▸ **Short exercise 1**:
Please rescale the records starting at the line that contains "# point at: the group" and stopping after the last line of the records. Give all those lines again, requests included, with every coordinate in the answers multiplied by 1.95 and rounded to a whole number, halves rounding up.

▸ **Document extract**:
____________________

Oswald Clint from Sanford Bernstein. Another question on Gas & Power, Marco. You've been increasing your spot sales in the Italian market quite a bit. Could you give us a sense of how big that market is? Can you keep increasing sales into spot market? And just to clarify the Algerian gas volumes. You're not taking them at the moment into Italy, and how much longer can you defer Algerian volumes coming into Italy? Is that something that can be extended further? And for Claudio, a question on Congo. I've heard you before talk about the Mozambique reservoir being fantastic and beautiful. How does this new significant discovery look in Congo? I know you flow-tested a part of it. But as you look across this reservoir, do you think it's going to be high-quality or potentially quite variable?

Marco Alverà

Thank you. So the Algerian agreement lasts until the end of this year, until October 2014. And it doesn't involve 0 volumes. It involves a significant reduction in volumes in Italy and some volumes that have been moved from Italy to another market. So that will last for the coming months. The PSV, you're right. We have been active in the PSV. We consider the PSV already to be a significant hub in Europe to the level of other European's hub. Not as liquid as the NBP or the TTF, but certainly as liquid as the French hubs are. So I would consider our sales activity on the PSV as part of our normal operations.

Claudio Descalzi

So Congo is really a fantastic discoveries because it came up after 70 years that in this area in this block, any company found anything. So the pre-salt in Congo, we discovered just small, small, small reservoir, so completely different to the Angola sites. So it's a huge discovery. We think that we are just at the beginning. The productivity so is -- the reservoir is not so good like in Mozambique, but the oil is very good. It's a Brent between 36 and 38, the degree API, so it's very good quality and low viscosity. So I think that we can really find additional satisfaction in the area because there are other structures, other 3 structures that we have to explore, and other appraisal wells. So I think that we are just at the very beginning, but a wonderful beginning.

Iain Reid

Iain Reid from Bank of Montreal. Claudio, a couple of questions about Mozambique if I could. You drilled a well in the south of the block and you came out with a gas condensate discovery. And I think you're looking for black oil there. Have you written off, though, potential for conventional oil down there or is there still a play which is worth chasing? And secondly, maybe you can just update us on the status of the project in terms of unitization and gas sales, et cetera?

Claudio Descalzi

No, the sales, I -- before, during the presentation, I talked about Mozambique as a gas basin because we found so much gas that it will be difficult to say oh, it's a condensate all this gas. So in the south it's true, the first well in the lower part found some wet gas, so completely different from the gas that we have found very dry until now. So we are going to drill a second well, an exploratory well this year and our expectation is to find wet gas, so condensate. That is very good because we can sell condensate. We don't think but there's always a hope to find oil, is more a gas province. Internal project, as I said before, we increased the potentiality because since last year, we discovered more additional 25 tcf. So for the block 4, we increased the number of train, LNG train, and to create more flexibility, we move also offshore. And that is just a part of the project. We didn't mention anything about GTL, that is another part of the project, but it's still premature. But for the rest, we are very close to issue tender for the feed, for the floating LNG and for the floating LNG in Coral reservoir that is entirely in Area 4. We think that we will be ready to take an FID before the end of the year for the floating LNG. So that -- for the market, maybe you can say something, Marco.

____________________

▸ **Listed records**:

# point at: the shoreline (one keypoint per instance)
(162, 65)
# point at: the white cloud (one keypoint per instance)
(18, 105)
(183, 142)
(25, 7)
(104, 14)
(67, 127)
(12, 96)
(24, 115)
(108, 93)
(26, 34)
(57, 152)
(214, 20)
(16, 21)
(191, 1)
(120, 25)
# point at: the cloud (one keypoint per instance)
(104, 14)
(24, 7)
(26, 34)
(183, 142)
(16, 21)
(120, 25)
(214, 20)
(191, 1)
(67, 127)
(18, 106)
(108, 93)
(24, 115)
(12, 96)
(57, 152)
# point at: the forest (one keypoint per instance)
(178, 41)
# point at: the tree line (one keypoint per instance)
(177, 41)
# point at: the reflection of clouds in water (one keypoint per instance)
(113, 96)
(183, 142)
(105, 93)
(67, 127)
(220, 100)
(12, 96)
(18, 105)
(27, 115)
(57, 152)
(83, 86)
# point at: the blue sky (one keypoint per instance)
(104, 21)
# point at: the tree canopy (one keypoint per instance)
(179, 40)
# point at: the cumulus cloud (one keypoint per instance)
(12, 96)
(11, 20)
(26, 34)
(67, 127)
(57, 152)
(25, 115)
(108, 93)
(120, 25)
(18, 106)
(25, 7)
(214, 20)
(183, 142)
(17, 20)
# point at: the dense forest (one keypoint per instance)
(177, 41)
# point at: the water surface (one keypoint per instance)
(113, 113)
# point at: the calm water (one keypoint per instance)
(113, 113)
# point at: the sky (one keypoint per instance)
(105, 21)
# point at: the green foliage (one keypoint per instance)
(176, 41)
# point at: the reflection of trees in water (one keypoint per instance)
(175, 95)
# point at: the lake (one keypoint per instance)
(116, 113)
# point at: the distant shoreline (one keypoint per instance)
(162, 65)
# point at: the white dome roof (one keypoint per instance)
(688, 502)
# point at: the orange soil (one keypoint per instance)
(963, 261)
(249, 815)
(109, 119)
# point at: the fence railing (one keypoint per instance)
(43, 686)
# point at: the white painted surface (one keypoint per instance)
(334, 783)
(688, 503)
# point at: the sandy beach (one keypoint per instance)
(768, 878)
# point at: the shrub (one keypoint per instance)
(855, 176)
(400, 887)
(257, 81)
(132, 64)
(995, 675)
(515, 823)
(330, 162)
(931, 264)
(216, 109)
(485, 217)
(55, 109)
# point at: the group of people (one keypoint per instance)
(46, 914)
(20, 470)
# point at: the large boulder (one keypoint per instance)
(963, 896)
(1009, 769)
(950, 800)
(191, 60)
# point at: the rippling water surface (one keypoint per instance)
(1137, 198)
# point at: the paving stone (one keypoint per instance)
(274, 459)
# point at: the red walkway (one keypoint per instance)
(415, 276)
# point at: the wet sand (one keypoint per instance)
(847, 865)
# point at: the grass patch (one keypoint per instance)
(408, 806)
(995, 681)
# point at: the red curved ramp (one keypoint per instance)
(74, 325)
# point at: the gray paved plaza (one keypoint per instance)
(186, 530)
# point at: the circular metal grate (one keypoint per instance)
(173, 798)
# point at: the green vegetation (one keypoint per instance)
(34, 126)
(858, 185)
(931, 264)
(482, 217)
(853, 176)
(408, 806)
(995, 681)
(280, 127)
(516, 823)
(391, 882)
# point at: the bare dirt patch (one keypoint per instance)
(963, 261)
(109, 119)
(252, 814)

____________________

▸ **Short exercise 2**:
Rewrite the earnings call passage starting at the words "Oswald Clint from" and stopping after "potentially quite variable?", putting "the Republic of the Congo" in place of "Congo" throughout.

▸ **Reply 1**:
# point at: the group of people (one keypoint per instance)
(90, 1782)
(39, 917)
# point at: the large boulder (one keypoint per instance)
(1878, 1747)
(1968, 1500)
(1853, 1560)
(372, 117)
# point at: the rippling water surface (one keypoint per instance)
(2217, 386)
# point at: the paving stone (one keypoint per instance)
(534, 895)
# point at: the red walkway (one keypoint per instance)
(809, 538)
# point at: the wet sand (one keypoint per instance)
(1652, 1687)
# point at: the grass patch (one keypoint per instance)
(796, 1572)
(1940, 1328)
# point at: the red curved ramp (one keypoint per instance)
(144, 634)
# point at: the gray paved plaza (one keypoint per instance)
(363, 1034)
# point at: the circular metal grate (one keypoint per instance)
(337, 1556)
# point at: the green vegetation (one keypoint per instance)
(66, 246)
(1673, 361)
(1815, 515)
(940, 423)
(1663, 343)
(796, 1572)
(1940, 1328)
(546, 248)
(1006, 1605)
(762, 1720)
# point at: the bare dirt patch (one keypoint per instance)
(1878, 509)
(213, 232)
(491, 1587)

▸ **Reply 2**:
Oswald Clint from Sanford Bernstein. Another question on Gas & Power, Marco. You've been increasing your spot sales in the Italian market quite a bit. Could you give us a sense of how big that market is? Can you keep increasing sales into spot market? And just to clarify the Algerian gas volumes. You're not taking them at the moment into Italy, and how much longer can you defer Algerian volumes coming into Italy? Is that something that can be extended further? And for Claudio, a question on the Republic of the Congo. I've heard you before talk about the Mozambique reservoir being fantastic and beautiful. How does this new significant discovery look in the Republic of the Congo? I know you flow-tested a part of it. But as you look across this reservoir, do you think it's going to be high-quality or potentially quite variable?